Leadership
- Chair: Jen Kiggans (R)
- Ranking Member: Delia Ramirez (D)

Structure
- Seats: 7 (7 currently filled) 4/4 4/4 3/3 3/3
- Political parties: Majority (4) Republican (4); Minority (3) Democratic (3);

Meeting place
- 364, Cannon House Office Building Washington, D.C. 20515

Phone number
- (202)-225-3527

= United States House Veterans' Affairs Subcommittee on Oversight and Investigations =

The United States Veterans' Affairs Subcommittee on Oversight and Investigations is one of the four subcommittees within the House Veterans' Affairs Committee.

::::::::

■ Given request A
Answer these from the subcommittee overview:
(i) Who serves as chair?
(ii) In which building does the subcommittee meet?
(iii) How many subcommittees does the House Veterans' Affairs Committee contain?
■ Given request B
Transcribe the part of the subcommittee overview starting with "Meeting place" and going on through "Veterans' Affairs Committee.".
The material that comes next is separate from the subcommittee overview.

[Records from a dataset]
::::::::

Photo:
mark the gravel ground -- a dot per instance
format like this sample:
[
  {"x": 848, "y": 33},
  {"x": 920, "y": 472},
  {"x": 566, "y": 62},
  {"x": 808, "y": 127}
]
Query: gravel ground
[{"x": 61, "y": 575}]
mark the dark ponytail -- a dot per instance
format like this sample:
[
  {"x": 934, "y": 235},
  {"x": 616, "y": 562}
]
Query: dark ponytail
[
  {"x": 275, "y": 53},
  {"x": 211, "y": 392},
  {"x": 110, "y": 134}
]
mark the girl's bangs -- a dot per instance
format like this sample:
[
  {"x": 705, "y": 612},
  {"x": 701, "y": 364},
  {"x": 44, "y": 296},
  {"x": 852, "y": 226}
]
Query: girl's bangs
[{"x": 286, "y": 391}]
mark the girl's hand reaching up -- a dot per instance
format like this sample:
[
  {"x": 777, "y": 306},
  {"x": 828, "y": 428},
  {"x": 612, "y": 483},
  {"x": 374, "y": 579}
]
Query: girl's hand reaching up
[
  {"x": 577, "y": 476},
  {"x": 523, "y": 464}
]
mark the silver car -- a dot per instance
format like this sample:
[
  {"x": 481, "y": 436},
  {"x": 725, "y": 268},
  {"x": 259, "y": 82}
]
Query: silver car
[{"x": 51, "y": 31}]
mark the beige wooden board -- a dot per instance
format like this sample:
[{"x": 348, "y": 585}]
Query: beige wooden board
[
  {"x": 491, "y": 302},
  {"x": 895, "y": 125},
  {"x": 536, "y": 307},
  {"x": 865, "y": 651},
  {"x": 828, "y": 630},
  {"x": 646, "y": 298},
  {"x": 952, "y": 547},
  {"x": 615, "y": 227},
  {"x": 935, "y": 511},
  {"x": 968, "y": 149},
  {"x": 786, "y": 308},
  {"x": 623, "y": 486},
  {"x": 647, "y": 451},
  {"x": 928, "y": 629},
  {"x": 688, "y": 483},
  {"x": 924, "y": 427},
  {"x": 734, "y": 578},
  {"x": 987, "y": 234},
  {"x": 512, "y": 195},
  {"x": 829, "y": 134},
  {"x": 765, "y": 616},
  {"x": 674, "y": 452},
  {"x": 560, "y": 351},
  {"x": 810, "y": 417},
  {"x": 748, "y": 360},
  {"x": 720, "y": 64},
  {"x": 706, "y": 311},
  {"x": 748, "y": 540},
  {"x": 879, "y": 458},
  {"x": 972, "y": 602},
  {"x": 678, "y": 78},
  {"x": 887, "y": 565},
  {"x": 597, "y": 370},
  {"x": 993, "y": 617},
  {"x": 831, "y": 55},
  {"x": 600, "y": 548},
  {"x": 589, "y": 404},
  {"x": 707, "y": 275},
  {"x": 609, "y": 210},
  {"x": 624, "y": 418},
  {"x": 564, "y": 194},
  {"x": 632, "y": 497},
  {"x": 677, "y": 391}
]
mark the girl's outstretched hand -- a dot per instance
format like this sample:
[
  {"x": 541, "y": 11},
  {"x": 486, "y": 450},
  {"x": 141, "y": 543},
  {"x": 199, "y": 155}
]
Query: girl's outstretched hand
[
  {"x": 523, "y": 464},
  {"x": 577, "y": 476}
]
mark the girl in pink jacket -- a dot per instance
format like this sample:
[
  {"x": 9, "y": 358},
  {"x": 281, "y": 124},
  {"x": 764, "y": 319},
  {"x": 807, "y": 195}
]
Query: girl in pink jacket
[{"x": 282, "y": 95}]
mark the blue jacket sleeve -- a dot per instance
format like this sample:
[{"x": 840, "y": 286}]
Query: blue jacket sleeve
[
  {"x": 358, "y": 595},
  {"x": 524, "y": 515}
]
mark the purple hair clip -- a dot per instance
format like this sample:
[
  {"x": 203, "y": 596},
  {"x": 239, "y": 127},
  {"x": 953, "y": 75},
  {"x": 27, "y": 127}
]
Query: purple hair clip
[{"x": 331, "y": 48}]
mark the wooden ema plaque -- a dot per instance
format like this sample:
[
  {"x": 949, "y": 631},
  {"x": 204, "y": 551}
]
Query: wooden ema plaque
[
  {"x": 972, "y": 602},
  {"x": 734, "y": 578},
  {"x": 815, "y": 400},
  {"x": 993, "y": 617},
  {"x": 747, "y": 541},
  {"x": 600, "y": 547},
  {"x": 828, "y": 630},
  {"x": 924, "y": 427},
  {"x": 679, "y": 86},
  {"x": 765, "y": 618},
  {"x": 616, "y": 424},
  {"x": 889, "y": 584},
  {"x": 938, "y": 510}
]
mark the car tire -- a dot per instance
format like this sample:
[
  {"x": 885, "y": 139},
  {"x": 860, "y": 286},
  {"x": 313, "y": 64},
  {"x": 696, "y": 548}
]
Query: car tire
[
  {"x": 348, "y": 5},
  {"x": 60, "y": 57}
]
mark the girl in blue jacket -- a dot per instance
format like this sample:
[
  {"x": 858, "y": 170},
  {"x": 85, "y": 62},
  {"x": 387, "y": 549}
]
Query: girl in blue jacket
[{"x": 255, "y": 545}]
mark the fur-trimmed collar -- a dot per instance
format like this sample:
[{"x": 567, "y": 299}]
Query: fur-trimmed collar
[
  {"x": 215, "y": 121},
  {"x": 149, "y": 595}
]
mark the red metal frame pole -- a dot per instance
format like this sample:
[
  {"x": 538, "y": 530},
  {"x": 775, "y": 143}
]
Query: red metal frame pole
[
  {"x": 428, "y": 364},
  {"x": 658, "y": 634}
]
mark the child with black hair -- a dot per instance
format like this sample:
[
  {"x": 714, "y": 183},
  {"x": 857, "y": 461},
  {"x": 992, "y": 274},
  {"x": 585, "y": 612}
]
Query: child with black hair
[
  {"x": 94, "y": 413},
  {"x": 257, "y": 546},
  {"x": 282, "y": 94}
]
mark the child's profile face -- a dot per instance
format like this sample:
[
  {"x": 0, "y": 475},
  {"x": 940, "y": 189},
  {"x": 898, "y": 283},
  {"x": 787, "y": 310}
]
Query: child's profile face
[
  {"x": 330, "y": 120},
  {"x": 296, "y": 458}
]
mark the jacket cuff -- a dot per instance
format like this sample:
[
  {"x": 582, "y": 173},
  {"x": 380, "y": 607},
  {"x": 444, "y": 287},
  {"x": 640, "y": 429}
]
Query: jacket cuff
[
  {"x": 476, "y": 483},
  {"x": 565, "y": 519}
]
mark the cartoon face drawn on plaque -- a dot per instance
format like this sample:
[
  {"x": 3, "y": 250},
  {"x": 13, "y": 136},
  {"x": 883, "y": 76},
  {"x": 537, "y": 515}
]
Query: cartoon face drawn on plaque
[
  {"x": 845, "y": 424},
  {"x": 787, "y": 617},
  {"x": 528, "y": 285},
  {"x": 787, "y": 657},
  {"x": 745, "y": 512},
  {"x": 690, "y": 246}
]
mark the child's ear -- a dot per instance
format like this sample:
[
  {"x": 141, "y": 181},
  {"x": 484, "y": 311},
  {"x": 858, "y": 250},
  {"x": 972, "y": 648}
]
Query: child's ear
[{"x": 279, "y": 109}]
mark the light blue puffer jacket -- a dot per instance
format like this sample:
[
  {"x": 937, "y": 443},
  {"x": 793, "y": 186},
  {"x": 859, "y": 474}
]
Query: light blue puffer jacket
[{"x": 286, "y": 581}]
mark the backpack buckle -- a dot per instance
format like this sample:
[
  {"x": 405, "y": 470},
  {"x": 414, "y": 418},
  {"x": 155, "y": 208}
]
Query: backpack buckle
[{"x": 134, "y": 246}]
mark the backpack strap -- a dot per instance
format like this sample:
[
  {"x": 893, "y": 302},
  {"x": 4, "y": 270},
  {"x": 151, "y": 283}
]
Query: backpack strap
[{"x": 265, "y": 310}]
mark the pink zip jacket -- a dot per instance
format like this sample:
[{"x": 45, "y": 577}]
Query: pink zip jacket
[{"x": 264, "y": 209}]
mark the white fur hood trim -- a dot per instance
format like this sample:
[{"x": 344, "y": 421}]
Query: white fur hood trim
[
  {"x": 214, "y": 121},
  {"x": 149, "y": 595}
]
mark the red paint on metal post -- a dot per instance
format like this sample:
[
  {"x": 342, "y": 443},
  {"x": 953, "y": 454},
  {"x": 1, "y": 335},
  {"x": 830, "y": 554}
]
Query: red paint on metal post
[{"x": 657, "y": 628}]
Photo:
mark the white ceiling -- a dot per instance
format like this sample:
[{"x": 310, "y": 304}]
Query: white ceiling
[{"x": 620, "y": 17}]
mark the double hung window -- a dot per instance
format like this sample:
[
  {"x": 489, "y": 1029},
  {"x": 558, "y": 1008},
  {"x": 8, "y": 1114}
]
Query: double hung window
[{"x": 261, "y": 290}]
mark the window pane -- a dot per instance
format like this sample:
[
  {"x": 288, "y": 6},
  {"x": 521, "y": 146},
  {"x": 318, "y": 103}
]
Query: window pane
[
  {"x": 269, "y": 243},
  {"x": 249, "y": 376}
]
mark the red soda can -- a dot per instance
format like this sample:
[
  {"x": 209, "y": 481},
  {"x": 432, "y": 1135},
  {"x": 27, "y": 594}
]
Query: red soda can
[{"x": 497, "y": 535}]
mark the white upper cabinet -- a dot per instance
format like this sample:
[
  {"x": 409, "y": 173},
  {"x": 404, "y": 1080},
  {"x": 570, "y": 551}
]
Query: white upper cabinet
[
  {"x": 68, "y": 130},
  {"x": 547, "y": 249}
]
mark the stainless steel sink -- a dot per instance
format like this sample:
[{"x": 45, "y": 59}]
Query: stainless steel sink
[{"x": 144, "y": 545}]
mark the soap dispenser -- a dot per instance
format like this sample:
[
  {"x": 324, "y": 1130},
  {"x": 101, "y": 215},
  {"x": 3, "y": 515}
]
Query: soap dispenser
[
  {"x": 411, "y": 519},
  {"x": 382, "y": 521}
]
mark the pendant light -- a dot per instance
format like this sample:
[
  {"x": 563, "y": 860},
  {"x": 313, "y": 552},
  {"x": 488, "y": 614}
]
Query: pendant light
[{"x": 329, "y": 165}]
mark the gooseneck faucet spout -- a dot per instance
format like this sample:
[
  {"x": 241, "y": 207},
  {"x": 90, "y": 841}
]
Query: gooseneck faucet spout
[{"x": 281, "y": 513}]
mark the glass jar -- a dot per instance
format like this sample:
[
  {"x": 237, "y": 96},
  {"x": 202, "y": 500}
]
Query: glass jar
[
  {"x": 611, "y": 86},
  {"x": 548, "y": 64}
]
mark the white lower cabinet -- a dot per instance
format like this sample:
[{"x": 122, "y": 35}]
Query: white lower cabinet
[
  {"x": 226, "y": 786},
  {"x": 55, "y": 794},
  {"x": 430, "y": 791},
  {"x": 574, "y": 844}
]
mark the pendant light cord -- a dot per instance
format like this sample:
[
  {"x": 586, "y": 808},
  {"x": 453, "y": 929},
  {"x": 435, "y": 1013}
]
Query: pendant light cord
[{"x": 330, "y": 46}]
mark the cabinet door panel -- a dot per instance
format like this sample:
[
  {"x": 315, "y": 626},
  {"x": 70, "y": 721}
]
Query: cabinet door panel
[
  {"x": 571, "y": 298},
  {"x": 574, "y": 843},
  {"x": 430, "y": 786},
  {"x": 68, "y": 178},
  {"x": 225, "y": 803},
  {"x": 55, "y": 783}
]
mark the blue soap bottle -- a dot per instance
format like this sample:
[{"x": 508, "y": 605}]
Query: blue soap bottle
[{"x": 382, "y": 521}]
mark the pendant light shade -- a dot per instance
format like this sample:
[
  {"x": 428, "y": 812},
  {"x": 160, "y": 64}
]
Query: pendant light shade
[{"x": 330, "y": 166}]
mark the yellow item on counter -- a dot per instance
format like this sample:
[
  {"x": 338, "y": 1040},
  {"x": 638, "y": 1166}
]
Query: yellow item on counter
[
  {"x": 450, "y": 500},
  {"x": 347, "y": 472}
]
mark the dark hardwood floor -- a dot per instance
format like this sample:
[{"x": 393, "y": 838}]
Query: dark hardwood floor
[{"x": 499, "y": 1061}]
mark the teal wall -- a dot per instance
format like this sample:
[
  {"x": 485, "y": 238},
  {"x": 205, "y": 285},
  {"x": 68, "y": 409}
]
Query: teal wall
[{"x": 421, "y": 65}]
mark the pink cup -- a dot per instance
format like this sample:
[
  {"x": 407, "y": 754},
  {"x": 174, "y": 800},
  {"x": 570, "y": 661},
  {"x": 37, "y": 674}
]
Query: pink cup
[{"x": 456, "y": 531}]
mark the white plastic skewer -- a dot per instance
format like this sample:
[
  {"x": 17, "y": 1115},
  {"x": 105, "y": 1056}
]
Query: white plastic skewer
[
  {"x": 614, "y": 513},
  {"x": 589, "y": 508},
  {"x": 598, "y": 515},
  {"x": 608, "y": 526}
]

::::::::

■ Full response A
(i) Jen Kiggans (R)
(ii) The Cannon House Office Building (room 364), Washington, D.C. 20515
(iii) Four

■ Full response B
Meeting place
- 364, Cannon House Office Building Washington, D.C. 20515

Phone number
- (202)-225-3527

= United States House Veterans' Affairs Subcommittee on Oversight and Investigations =

The United States Veterans' Affairs Subcommittee on Oversight and Investigations is one of the four subcommittees within the House Veterans' Affairs Committee.